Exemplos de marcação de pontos
★ ★ ★ ★ ★
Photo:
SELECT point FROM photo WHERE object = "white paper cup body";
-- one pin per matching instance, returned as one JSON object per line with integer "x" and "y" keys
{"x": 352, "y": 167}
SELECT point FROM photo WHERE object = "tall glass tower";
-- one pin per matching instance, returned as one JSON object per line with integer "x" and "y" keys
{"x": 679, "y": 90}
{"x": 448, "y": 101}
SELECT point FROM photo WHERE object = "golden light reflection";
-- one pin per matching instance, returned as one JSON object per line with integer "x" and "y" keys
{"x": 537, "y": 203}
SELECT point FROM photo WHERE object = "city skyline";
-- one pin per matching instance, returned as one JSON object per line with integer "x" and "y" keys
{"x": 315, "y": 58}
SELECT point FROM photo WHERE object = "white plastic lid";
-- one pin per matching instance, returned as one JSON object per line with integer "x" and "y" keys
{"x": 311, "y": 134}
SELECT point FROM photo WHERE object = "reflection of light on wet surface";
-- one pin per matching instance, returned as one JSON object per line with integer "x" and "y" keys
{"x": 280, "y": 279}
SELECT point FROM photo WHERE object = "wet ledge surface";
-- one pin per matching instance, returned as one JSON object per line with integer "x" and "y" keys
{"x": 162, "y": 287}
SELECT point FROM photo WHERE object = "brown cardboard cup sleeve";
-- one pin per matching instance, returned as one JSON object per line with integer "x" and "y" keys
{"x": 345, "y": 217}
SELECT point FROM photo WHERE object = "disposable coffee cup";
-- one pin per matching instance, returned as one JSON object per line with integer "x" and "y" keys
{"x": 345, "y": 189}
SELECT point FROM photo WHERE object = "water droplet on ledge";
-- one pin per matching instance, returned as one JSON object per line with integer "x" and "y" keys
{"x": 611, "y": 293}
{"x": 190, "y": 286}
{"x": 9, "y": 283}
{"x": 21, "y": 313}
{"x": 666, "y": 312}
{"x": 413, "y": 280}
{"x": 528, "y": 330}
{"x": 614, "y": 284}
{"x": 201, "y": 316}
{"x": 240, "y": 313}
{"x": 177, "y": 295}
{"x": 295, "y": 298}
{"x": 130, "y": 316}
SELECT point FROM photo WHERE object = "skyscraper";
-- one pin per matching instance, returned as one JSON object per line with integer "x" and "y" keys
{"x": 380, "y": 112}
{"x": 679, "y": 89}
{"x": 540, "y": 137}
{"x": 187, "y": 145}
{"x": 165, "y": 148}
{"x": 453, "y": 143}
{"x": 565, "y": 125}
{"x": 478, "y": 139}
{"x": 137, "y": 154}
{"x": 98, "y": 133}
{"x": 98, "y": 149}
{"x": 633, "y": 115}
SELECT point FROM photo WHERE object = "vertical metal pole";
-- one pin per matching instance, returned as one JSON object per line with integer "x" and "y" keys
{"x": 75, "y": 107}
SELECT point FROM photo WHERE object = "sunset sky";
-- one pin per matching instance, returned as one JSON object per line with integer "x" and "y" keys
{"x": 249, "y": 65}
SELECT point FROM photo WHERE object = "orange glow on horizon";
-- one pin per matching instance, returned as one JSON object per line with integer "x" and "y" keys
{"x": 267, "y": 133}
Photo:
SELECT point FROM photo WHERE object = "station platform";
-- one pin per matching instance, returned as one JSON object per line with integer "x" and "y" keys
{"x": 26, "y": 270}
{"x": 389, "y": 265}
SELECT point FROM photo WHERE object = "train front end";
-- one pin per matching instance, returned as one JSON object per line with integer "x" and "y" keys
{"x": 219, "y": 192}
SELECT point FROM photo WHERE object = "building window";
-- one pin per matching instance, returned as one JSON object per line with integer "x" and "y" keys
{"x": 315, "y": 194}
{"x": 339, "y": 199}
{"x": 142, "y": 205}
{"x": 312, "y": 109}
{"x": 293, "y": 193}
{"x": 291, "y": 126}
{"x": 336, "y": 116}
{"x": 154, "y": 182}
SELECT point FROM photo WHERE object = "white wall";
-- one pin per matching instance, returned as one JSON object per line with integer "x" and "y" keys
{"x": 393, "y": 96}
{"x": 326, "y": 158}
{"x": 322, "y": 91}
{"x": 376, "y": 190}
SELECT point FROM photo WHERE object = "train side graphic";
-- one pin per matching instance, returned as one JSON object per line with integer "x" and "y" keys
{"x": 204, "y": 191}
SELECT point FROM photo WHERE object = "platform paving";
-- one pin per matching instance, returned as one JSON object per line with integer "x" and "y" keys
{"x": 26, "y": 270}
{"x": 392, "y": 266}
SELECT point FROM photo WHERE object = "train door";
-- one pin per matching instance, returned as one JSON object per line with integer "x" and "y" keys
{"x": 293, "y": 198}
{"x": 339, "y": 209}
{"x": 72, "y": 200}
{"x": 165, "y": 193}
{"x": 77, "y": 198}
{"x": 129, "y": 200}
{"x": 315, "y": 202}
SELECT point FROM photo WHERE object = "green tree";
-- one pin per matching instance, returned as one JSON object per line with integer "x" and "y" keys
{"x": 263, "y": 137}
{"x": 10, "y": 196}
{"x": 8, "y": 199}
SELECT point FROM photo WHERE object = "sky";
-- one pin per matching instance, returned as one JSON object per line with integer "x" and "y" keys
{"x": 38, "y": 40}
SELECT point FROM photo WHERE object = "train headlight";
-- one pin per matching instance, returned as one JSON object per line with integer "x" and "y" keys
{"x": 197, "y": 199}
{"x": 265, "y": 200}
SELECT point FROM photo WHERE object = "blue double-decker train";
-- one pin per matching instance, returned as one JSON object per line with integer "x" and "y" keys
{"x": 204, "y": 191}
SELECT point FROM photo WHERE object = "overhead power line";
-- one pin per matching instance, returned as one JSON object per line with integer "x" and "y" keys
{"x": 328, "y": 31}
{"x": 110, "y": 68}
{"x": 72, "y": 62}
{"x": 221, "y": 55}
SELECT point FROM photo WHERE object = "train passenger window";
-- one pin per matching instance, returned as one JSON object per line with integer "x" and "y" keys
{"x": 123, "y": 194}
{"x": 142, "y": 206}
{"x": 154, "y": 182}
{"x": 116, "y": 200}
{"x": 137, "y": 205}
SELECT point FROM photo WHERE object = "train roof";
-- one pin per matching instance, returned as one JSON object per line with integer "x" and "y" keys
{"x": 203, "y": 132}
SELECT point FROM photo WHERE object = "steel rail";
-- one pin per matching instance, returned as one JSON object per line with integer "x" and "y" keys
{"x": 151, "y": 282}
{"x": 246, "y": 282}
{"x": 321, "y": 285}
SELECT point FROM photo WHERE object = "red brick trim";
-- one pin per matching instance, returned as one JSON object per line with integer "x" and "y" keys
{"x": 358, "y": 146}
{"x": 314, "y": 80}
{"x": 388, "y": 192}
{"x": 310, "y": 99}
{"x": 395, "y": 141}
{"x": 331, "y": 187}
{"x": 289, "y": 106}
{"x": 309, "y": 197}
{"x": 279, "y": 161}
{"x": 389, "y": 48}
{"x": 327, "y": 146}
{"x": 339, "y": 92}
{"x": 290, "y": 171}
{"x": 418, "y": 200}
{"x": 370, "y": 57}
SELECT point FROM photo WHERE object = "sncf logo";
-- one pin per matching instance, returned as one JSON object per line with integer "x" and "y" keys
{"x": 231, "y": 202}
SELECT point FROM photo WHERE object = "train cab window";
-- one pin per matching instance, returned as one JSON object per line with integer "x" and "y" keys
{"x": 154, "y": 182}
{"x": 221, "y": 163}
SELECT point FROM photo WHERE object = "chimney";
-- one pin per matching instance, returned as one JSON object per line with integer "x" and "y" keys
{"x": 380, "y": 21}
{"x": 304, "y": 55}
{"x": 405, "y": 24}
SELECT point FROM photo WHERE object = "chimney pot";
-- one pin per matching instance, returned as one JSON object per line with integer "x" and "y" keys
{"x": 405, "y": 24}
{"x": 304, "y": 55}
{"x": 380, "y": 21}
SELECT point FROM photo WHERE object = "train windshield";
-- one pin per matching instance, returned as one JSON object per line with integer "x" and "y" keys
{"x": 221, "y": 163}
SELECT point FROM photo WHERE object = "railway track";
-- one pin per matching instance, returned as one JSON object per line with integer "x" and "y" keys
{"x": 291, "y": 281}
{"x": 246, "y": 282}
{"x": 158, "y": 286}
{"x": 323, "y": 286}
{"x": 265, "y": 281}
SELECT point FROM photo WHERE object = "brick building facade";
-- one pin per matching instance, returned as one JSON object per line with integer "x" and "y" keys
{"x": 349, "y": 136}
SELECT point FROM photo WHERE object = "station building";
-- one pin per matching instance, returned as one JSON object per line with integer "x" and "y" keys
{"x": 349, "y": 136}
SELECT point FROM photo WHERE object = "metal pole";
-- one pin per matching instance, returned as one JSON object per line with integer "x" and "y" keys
★ ★ ★ ★ ★
Enunciado da tarefa –
Selecione todas as linhas dos registros em que aparece a palavra "train".

Resposta da tarefa –
SELECT point FROM photo WHERE object = "train front end";
SELECT point FROM photo WHERE object = "train side graphic";
SELECT point FROM photo WHERE object = "train door";
SELECT point FROM photo WHERE object = "train headlight";
SELECT point FROM photo WHERE object = "blue double-decker train";
SELECT point FROM photo WHERE object = "train passenger window";
SELECT point FROM photo WHERE object = "train roof";
SELECT point FROM photo WHERE object = "train cab window";
SELECT point FROM photo WHERE object = "train windshield";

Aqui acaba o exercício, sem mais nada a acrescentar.